TASK GOAL: Take the line containing "In this exercise you will find the sheep" and all lines after it to the end of the records, and output them exactly.

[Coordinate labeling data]
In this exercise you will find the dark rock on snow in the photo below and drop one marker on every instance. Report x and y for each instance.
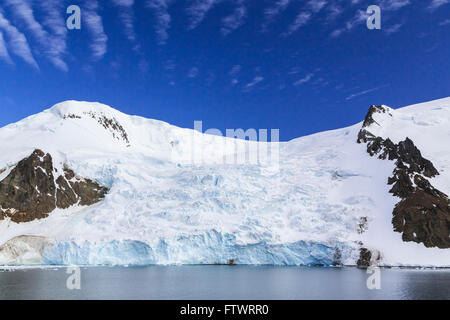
(423, 214)
(33, 189)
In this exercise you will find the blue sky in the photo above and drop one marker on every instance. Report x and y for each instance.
(301, 66)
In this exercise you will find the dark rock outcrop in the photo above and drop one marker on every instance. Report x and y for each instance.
(423, 214)
(365, 257)
(33, 189)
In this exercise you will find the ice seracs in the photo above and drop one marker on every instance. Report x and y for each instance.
(328, 200)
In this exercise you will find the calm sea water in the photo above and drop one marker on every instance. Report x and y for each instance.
(224, 282)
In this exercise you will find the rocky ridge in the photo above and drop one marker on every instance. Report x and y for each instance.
(34, 188)
(423, 214)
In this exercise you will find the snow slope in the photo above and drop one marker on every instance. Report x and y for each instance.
(173, 200)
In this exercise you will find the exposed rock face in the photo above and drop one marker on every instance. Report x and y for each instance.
(423, 214)
(33, 189)
(110, 124)
(368, 258)
(365, 257)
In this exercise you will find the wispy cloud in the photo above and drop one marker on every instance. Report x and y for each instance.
(94, 23)
(236, 19)
(301, 19)
(162, 16)
(17, 42)
(316, 5)
(254, 82)
(364, 92)
(438, 3)
(198, 10)
(359, 18)
(53, 45)
(334, 11)
(393, 29)
(270, 13)
(394, 5)
(303, 80)
(4, 54)
(126, 15)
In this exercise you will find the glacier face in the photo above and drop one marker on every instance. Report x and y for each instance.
(163, 209)
(209, 248)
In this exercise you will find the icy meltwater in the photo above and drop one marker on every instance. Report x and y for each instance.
(224, 282)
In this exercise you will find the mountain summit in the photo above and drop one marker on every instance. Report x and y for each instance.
(82, 183)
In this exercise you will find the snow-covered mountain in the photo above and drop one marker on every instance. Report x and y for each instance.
(109, 188)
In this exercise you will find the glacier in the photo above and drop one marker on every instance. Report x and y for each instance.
(163, 208)
(209, 248)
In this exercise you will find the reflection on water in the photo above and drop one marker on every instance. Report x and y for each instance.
(224, 282)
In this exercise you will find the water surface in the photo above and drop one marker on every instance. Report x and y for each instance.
(224, 282)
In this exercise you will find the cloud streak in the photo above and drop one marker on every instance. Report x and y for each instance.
(438, 3)
(94, 23)
(361, 93)
(272, 12)
(163, 19)
(301, 19)
(235, 20)
(198, 10)
(254, 82)
(4, 54)
(17, 42)
(305, 79)
(53, 45)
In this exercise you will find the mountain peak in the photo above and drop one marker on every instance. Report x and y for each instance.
(73, 107)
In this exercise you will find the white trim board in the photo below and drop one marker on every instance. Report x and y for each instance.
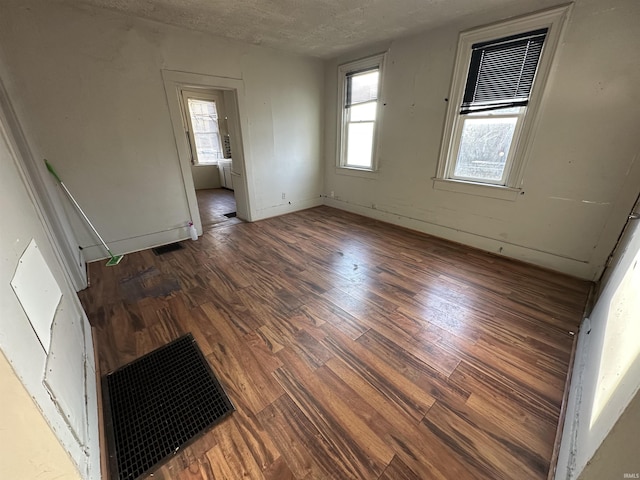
(548, 260)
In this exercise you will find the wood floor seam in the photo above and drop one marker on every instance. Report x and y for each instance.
(351, 349)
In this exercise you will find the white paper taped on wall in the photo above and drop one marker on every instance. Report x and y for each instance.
(37, 291)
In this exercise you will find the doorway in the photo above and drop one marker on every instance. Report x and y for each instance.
(207, 129)
(205, 114)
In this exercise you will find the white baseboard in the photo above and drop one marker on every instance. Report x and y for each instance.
(287, 207)
(548, 260)
(143, 242)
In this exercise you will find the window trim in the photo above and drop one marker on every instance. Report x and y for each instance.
(370, 62)
(187, 93)
(554, 19)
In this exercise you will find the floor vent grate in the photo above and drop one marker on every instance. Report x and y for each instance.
(157, 404)
(171, 247)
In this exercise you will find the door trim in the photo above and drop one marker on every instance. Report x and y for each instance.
(174, 81)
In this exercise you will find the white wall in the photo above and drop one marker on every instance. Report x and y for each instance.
(28, 448)
(618, 453)
(582, 175)
(205, 176)
(87, 87)
(606, 375)
(70, 401)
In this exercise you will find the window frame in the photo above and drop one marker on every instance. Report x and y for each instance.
(344, 71)
(553, 19)
(185, 95)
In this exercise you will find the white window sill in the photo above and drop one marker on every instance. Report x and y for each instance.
(356, 172)
(482, 190)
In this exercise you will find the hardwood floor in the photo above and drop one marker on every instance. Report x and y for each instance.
(352, 349)
(213, 204)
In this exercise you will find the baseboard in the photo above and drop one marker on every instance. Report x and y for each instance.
(135, 244)
(573, 267)
(102, 440)
(289, 207)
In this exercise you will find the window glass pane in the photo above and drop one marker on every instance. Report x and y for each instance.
(363, 87)
(500, 111)
(364, 112)
(204, 121)
(484, 148)
(359, 144)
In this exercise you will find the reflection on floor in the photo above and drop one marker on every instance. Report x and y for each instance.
(213, 204)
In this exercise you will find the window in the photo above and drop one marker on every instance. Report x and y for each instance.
(359, 84)
(499, 76)
(202, 115)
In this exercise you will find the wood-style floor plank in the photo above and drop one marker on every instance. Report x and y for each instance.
(351, 349)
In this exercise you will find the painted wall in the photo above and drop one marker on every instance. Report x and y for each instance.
(618, 454)
(87, 88)
(28, 447)
(205, 176)
(606, 375)
(69, 402)
(582, 175)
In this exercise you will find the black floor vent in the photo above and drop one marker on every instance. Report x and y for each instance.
(157, 404)
(171, 247)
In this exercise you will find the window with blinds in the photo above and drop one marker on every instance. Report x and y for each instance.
(499, 75)
(502, 72)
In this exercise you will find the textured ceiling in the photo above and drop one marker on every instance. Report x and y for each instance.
(322, 28)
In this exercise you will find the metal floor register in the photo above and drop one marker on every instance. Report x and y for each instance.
(156, 404)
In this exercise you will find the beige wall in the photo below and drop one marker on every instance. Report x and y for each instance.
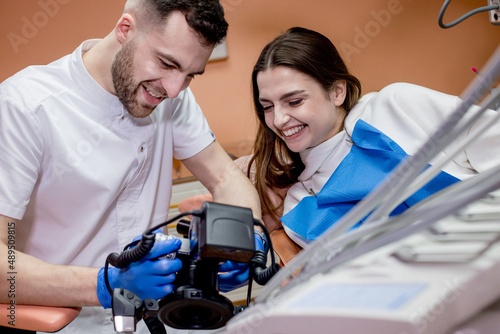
(383, 41)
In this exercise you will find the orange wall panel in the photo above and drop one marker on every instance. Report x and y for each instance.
(383, 41)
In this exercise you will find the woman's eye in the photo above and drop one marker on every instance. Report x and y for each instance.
(165, 65)
(295, 102)
(267, 108)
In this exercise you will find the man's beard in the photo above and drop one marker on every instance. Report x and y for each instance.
(122, 71)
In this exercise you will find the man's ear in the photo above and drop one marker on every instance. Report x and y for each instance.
(338, 93)
(124, 27)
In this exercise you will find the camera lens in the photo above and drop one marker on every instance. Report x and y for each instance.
(194, 309)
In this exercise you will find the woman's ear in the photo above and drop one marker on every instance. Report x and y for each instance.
(124, 27)
(338, 93)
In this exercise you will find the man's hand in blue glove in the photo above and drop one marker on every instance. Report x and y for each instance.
(147, 278)
(233, 275)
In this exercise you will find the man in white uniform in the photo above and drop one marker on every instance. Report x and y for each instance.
(86, 156)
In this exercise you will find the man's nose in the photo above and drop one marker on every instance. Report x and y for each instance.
(174, 84)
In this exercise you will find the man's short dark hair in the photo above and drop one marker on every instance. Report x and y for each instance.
(205, 17)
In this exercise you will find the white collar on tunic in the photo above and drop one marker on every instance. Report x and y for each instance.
(314, 157)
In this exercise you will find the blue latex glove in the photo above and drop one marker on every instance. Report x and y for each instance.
(146, 278)
(234, 275)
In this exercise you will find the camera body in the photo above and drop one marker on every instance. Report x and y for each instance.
(222, 232)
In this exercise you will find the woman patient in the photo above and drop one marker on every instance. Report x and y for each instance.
(321, 146)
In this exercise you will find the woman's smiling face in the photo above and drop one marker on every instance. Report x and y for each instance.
(298, 109)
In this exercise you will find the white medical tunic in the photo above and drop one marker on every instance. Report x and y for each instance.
(409, 115)
(82, 175)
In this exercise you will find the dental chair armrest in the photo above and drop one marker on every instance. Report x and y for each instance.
(37, 318)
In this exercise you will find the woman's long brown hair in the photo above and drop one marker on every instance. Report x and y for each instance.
(307, 51)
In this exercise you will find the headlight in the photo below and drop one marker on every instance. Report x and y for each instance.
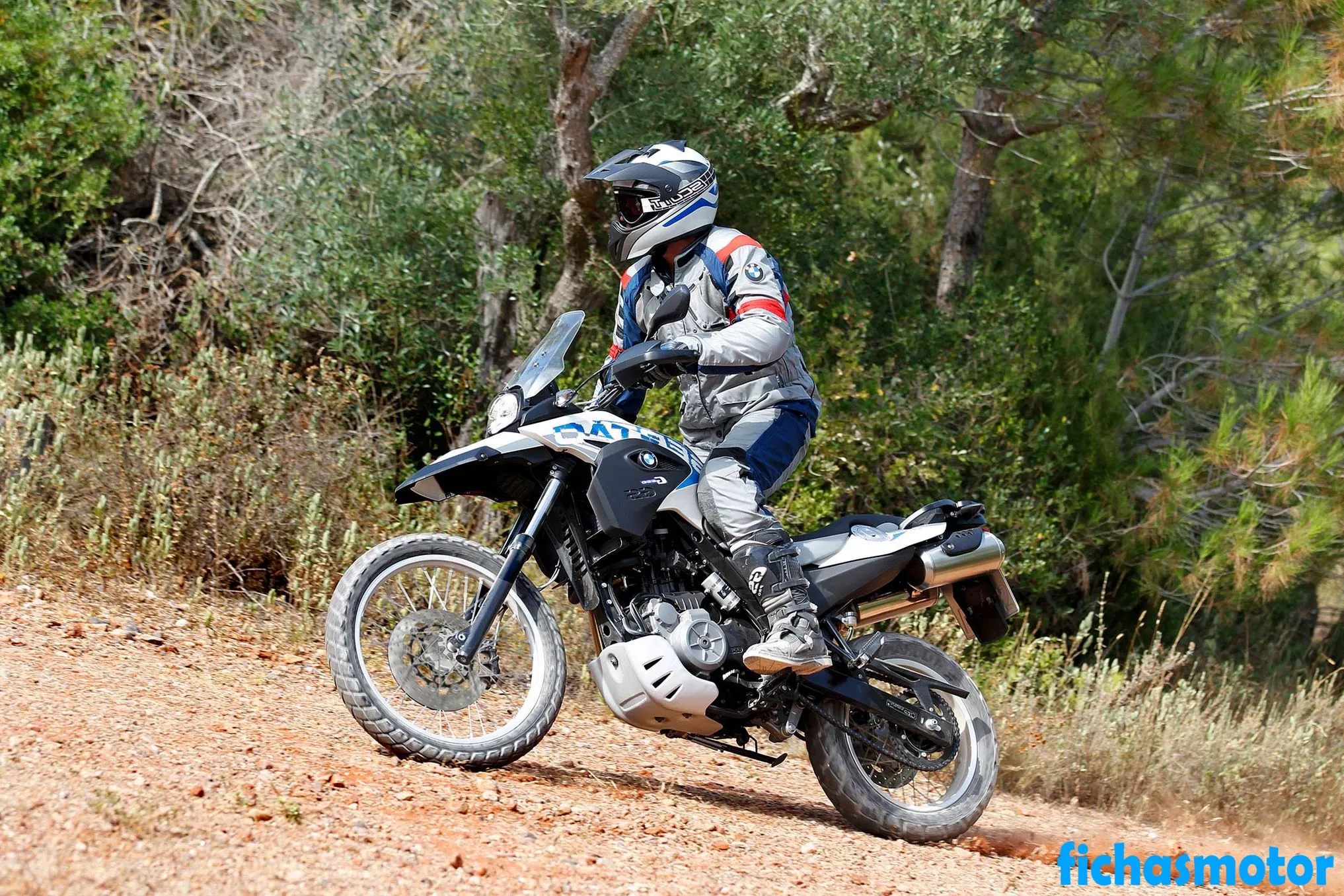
(503, 413)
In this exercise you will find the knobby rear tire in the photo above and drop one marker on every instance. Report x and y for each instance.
(378, 719)
(859, 798)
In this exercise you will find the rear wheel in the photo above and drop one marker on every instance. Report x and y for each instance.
(936, 794)
(389, 632)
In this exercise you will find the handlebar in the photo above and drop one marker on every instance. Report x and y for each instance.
(635, 369)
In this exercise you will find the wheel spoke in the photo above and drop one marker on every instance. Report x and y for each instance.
(409, 610)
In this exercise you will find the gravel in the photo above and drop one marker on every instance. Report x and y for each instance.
(132, 768)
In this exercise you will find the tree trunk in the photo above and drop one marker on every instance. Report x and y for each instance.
(981, 141)
(1125, 292)
(987, 130)
(495, 226)
(583, 78)
(1329, 603)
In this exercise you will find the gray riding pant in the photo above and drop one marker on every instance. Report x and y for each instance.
(742, 470)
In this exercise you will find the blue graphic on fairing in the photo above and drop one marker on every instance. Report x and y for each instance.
(615, 431)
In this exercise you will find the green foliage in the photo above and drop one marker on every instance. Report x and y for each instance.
(1158, 735)
(235, 472)
(366, 249)
(1258, 503)
(66, 121)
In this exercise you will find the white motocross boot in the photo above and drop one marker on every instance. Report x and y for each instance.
(774, 577)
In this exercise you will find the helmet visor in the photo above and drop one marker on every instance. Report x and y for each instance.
(629, 207)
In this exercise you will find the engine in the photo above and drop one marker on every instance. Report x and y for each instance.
(667, 679)
(696, 640)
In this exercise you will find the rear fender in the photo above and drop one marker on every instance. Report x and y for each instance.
(475, 469)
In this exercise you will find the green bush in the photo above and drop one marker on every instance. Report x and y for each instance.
(235, 470)
(66, 121)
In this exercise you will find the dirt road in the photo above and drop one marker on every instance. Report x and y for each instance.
(206, 751)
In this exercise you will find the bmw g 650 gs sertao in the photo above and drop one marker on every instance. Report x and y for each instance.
(445, 652)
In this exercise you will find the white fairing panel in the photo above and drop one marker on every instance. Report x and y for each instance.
(583, 435)
(426, 485)
(864, 542)
(502, 442)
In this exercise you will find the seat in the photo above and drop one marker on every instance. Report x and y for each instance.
(846, 523)
(815, 547)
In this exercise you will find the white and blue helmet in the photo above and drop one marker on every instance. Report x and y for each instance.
(663, 192)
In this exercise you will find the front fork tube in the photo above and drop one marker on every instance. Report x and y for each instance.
(519, 550)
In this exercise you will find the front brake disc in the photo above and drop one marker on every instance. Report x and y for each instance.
(420, 655)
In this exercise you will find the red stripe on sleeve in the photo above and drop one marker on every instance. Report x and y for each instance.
(734, 245)
(772, 305)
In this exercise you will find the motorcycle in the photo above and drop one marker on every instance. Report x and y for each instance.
(445, 652)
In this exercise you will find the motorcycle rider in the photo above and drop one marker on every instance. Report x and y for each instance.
(749, 406)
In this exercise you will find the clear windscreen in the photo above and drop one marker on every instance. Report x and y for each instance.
(547, 359)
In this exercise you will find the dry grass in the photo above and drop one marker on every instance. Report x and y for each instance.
(237, 473)
(1158, 737)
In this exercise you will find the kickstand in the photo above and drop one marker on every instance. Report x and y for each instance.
(737, 751)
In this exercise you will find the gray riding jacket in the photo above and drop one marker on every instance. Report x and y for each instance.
(741, 321)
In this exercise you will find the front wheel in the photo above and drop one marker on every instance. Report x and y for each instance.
(936, 796)
(389, 633)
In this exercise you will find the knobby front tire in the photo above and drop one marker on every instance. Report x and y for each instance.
(361, 667)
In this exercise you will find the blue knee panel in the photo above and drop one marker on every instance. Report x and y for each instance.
(770, 456)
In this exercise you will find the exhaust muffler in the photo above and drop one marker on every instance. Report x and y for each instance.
(961, 556)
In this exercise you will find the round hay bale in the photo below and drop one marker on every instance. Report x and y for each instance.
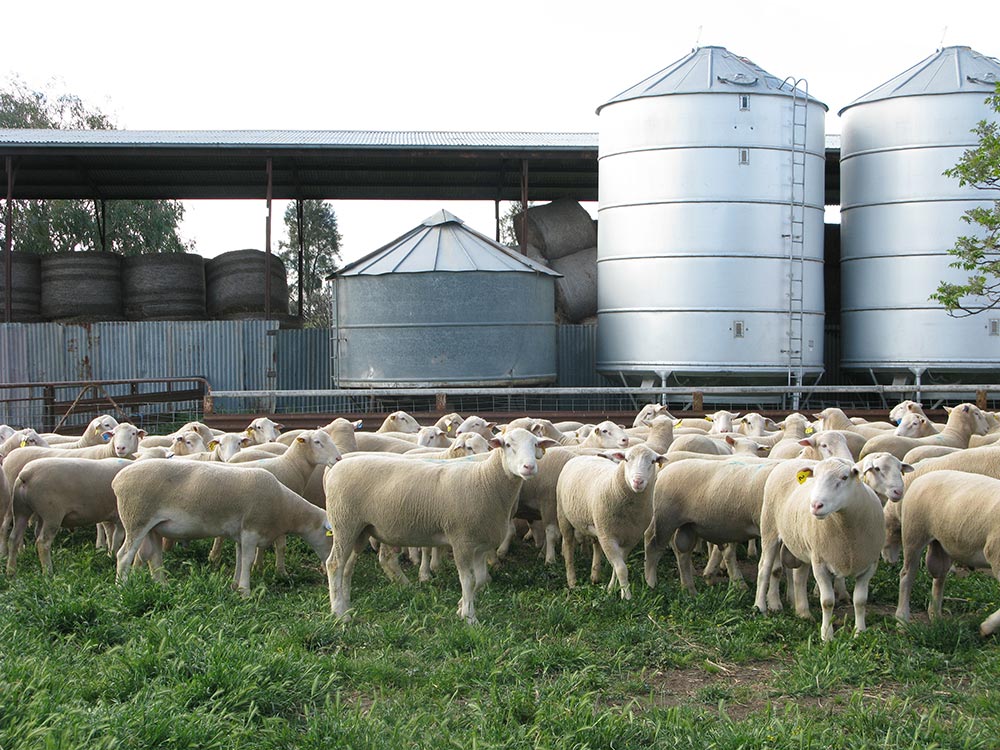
(164, 286)
(234, 286)
(576, 291)
(26, 288)
(557, 229)
(83, 287)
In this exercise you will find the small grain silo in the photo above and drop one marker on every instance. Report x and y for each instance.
(900, 215)
(710, 239)
(443, 306)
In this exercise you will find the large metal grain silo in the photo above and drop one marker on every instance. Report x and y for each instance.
(900, 215)
(710, 246)
(443, 306)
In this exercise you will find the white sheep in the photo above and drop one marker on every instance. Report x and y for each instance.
(195, 500)
(609, 504)
(399, 421)
(964, 421)
(832, 521)
(62, 492)
(463, 503)
(958, 516)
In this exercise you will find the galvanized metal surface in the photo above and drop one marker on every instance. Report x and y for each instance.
(239, 353)
(900, 215)
(442, 243)
(707, 69)
(444, 304)
(695, 224)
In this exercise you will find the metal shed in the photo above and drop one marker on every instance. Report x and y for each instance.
(443, 305)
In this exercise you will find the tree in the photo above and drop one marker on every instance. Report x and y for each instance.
(320, 254)
(132, 227)
(979, 253)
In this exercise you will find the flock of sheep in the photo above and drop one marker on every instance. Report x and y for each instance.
(829, 496)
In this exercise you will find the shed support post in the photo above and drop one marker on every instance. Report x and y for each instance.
(8, 308)
(267, 248)
(524, 207)
(302, 245)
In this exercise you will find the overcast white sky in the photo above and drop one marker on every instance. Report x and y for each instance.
(510, 65)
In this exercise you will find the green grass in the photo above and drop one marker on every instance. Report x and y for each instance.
(86, 663)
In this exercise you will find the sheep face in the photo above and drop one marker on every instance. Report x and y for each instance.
(828, 445)
(320, 447)
(883, 472)
(263, 430)
(125, 439)
(187, 443)
(432, 437)
(102, 424)
(833, 485)
(641, 465)
(477, 425)
(611, 435)
(521, 451)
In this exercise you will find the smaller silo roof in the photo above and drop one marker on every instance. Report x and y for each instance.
(708, 70)
(952, 70)
(442, 243)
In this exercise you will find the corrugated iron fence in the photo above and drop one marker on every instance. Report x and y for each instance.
(231, 355)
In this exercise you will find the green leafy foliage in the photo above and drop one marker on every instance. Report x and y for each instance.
(978, 253)
(132, 227)
(321, 253)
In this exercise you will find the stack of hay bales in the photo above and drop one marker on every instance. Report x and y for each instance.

SOLUTION TO THE PROBLEM:
In this exercise you will find the sheep face in the photo above and drop one marker on every instance. Report x and y for each instance.
(828, 445)
(320, 447)
(883, 472)
(263, 430)
(125, 439)
(187, 443)
(432, 437)
(102, 424)
(833, 485)
(641, 465)
(477, 425)
(611, 435)
(521, 451)
In this exercise you will find the smaller silo roof in the photo above and drop one marker on every instance. Report x and y for each instance.
(708, 70)
(952, 70)
(442, 243)
In this exercise you will find the corrugated iron fence in the photo above and drop one marker on every instance. Report x and y for each instance.
(231, 355)
In this exercise you will find the green leafy foliage in the photo above and drop one marker on every instance. Report x and y for each instance.
(978, 253)
(132, 227)
(321, 253)
In this exercise you will find the stack of hay bales in the photo above and drop one marker on every instance. Report x and y for each instance.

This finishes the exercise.